DOCUMENT EXCERPT |

%%

#prjcombine on 2024-11-29 — irc logs at libera.irclog.whitequark.org

2024-11-12 16:41 ChanServ changed the topic of #prjcombine to: repo: https://github.com/prjunnamed/prjcombine/ | docs: https://prjunnamed.github.io/prjcombine/ | logs: https://libera.irclog.whitequark.org/prjcombine/

00:06 <h_ro> Wanda[cis]: never used XACT before, so I am interested in hearing what you came up with and how your reversing methodology for XACT differs from ISE

00:07 <Wanda[cis]> methodology is the same, but I structured the code a lot better

00:07 <Wanda[cis]> well, at least the same for the actual reversing; I improved geometry extraction methodology a bit

00:11 <Wanda[cis]> the ISE bitstream reversing code uses Rust macros to construct testcases, with some weird sexpr-like syntax to describe the attribtues to be tested and the prerequisites. this was a major mistake, as it centralizes pretty much every kind of attribute I could possibly want to test in all supported devices in a single unwieldy macro, and then in a single unwieldy enum which is matched over by incredibly unwieldy test-batcher code

00:12 <Wanda[cis]> when I started, I thought I'd only need like a handful of those, but... well reality turned out to be complex

00:13 <Wanda[cis]> the testcase generation code is split in a funny way: first, I generate a declarative list of things I'd like to test within every tile type

00:13 <Wanda[cis]> this is the majority of the code

00:13 <h_ro> Are you referring to the fuzzing macros in ise_hammer?

%%

DATA SECTION |
%%

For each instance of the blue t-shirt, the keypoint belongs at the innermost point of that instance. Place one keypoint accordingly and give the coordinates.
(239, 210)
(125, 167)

%%

AIM | Reproduce the stretch of the chat log from "00:13 <Wanda[cis]> the" through "macros in ise_hammer?", substituting "tile variant" for "tile type". The data has no role in this exercise.

RESPONSE |
00:13 <Wanda[cis]> the testcase generation code is split in a funny way: first, I generate a declarative list of things I'd like to test within every tile variant

00:13 <Wanda[cis]> this is the majority of the code

00:13 <h_ro> Are you referring to the fuzzing macros in ise_hammer?